Begin at the line below that contains "compact form (241,21).". Repeat it and all remaining lines of the records exactly.

● Point annotation dataset records
>> start

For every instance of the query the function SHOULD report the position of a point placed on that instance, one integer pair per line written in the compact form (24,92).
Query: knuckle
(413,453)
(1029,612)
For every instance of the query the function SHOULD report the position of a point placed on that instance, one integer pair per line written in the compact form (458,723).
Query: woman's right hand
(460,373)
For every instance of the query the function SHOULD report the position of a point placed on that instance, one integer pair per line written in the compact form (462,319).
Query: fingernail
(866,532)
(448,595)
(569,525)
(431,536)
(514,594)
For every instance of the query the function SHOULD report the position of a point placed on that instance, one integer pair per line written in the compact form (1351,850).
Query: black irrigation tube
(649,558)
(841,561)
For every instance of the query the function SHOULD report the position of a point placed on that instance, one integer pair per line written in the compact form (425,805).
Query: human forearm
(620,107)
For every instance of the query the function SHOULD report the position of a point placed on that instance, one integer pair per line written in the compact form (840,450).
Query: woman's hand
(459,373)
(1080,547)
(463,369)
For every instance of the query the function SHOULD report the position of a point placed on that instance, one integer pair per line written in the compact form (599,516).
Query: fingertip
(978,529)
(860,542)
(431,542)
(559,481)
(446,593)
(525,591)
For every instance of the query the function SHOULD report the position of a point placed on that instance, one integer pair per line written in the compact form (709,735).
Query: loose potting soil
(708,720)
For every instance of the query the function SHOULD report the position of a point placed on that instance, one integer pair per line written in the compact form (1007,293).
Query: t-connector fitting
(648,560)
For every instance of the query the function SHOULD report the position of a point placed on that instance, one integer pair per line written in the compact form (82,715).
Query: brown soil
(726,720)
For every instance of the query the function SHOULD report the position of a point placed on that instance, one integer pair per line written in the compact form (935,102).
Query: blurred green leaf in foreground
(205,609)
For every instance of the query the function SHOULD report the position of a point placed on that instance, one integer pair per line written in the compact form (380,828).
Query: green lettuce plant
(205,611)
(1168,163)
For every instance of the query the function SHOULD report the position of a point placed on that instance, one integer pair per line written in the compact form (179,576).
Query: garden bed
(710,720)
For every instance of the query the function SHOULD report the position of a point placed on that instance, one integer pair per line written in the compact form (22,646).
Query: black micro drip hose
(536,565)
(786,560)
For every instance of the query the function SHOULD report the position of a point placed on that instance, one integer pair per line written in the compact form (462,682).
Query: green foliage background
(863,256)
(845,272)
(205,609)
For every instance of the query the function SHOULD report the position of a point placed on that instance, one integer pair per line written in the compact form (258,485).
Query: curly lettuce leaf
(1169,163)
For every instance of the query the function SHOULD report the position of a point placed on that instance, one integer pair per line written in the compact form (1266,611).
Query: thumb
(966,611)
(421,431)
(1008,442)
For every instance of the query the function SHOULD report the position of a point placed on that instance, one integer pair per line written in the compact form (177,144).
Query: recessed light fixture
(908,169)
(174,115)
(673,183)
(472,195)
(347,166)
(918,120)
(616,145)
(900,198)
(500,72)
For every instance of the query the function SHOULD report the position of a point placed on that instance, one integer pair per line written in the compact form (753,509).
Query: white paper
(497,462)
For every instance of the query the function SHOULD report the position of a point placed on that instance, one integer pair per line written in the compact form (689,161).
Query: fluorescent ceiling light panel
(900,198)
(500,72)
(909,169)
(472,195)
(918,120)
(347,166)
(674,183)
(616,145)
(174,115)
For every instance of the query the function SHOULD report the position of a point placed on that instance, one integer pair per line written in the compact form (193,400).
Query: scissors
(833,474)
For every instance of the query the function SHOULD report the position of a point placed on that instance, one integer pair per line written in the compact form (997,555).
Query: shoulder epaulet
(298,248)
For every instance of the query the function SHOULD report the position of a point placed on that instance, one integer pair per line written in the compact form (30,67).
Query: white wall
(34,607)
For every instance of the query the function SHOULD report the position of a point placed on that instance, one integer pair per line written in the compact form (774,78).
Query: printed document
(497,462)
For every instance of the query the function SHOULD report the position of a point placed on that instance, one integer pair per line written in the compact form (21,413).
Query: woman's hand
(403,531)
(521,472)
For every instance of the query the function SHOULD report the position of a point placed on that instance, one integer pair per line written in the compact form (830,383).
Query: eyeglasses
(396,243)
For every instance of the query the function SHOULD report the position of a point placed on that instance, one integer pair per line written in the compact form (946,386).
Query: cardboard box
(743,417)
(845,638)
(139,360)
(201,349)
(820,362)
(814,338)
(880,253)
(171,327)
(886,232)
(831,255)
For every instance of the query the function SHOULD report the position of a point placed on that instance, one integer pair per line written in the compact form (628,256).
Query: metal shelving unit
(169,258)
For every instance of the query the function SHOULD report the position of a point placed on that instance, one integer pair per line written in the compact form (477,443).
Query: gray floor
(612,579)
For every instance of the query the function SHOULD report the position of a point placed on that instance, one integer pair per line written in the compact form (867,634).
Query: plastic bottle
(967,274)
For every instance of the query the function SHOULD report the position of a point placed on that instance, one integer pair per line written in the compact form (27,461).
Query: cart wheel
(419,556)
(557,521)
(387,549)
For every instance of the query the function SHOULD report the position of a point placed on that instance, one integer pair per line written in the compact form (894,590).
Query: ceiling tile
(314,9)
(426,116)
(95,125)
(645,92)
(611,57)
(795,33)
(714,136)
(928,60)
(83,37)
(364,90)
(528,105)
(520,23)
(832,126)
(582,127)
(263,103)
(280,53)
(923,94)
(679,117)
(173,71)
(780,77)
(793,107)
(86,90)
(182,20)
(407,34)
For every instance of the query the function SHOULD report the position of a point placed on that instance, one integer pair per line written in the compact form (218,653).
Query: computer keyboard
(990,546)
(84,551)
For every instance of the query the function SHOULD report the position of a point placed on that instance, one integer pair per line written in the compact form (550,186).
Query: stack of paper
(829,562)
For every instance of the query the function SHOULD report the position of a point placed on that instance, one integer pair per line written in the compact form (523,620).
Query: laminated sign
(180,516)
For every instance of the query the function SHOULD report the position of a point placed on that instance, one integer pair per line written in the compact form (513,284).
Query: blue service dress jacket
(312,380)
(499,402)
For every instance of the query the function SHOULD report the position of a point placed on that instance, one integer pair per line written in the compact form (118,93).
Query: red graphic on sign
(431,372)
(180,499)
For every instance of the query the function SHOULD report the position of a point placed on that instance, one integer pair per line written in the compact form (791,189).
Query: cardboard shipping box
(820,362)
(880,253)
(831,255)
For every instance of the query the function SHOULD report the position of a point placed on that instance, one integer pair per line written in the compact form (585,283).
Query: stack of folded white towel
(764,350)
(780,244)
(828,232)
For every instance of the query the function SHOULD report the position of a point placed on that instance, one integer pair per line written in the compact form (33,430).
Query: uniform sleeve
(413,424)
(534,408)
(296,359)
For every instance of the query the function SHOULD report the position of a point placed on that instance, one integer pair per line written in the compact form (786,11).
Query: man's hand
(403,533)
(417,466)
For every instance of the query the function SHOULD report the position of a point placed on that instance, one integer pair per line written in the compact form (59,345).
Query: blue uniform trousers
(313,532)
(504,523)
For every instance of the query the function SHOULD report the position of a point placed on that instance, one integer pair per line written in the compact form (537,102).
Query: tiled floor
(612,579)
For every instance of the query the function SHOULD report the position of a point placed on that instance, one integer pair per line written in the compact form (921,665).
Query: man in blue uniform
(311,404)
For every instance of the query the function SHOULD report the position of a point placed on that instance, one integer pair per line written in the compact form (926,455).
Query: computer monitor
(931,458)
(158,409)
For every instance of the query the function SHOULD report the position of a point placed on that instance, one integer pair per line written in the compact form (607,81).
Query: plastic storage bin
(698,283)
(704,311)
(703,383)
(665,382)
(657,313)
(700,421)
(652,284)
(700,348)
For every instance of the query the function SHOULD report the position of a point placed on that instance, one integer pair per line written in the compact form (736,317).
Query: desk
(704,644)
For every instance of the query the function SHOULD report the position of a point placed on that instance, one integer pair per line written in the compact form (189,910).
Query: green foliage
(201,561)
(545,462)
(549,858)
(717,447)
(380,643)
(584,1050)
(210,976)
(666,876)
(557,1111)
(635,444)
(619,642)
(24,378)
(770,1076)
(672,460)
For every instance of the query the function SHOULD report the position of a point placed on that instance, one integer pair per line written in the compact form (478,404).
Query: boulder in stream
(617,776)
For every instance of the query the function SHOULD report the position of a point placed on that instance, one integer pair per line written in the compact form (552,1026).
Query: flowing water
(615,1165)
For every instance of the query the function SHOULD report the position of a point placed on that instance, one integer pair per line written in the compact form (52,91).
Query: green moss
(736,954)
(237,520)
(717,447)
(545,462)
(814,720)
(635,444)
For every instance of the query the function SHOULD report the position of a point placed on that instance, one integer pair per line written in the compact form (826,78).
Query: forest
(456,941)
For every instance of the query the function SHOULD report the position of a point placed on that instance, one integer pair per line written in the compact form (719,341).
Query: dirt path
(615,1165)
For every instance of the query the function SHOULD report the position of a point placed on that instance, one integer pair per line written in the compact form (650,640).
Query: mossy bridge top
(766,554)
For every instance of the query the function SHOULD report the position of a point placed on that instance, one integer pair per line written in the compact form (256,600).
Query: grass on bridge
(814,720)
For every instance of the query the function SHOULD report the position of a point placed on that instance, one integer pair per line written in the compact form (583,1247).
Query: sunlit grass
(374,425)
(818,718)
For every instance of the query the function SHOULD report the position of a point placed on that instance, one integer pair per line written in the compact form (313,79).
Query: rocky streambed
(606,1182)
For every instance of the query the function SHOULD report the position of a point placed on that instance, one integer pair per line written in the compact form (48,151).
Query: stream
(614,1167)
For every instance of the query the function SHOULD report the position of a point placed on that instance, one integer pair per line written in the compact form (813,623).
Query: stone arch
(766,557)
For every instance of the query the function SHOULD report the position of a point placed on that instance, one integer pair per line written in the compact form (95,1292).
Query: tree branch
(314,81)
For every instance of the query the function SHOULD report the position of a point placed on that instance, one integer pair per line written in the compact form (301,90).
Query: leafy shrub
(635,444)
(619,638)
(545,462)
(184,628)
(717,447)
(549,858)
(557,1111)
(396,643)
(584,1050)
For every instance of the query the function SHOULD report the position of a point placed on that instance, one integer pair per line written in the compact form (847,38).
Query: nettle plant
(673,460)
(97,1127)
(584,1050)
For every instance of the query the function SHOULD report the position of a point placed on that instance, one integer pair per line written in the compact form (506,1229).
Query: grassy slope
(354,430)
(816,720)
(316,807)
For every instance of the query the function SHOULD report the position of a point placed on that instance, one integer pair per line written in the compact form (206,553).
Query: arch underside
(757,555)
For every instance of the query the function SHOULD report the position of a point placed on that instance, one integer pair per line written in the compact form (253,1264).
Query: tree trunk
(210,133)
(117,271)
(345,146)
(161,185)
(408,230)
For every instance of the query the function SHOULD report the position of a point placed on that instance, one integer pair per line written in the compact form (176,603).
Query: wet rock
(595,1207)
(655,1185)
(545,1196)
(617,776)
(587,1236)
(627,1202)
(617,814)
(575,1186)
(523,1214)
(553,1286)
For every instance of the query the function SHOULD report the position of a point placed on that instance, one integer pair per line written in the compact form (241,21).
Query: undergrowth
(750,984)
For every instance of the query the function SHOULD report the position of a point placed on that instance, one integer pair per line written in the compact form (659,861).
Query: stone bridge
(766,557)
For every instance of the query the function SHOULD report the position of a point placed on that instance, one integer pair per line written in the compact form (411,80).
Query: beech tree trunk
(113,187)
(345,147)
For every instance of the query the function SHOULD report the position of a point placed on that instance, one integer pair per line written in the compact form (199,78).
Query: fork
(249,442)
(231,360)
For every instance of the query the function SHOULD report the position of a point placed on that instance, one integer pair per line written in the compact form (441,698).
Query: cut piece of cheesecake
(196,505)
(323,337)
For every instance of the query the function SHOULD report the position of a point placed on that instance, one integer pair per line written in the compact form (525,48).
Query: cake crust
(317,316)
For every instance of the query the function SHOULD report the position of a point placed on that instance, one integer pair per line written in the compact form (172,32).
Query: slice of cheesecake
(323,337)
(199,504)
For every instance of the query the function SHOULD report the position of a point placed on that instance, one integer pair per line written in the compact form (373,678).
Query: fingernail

>> end

● REPLY TO THE EXERCISE
For every instance of the query the function SHOULD report the position of a point placed on that instance, one integer pair per line written in the compact form (241,21).
Query: undergrowth
(750,984)
For every instance of the query the function SHOULD report the position of a point placed on that instance, one integer pair per line written in the compact form (659,861).
Query: stone bridge
(766,557)
For every instance of the query the function SHOULD report the position of a point placed on that instance, one integer pair per line written in the compact form (411,80).
Query: beech tree trunk
(113,187)
(345,147)
For every instance of the query the function SHOULD report the position of a point placed on that instance, one integer pair per line written in the compact form (199,78).
Query: fork
(249,442)
(231,360)
For every instance of the query the function SHOULD report the position of a point placed on that instance, one integer pair per line written in the compact form (441,698).
Query: cut piece of cheesecake
(196,505)
(323,337)
For every instance of the query the function SHOULD report the position of a point placed on that instance, one integer pair per line written in the compact form (525,48).
Query: cake crust
(317,316)
For every instance of the query the function SHOULD report the position of a point placed on that instance, one integer pair per line written in the compact form (172,32).
Query: slice of cheesecake
(323,337)
(199,504)
For every instance of the query the function SHOULD report the position of a point placed on that instance, one integer pair per line written in the compact form (373,678).
Query: fingernail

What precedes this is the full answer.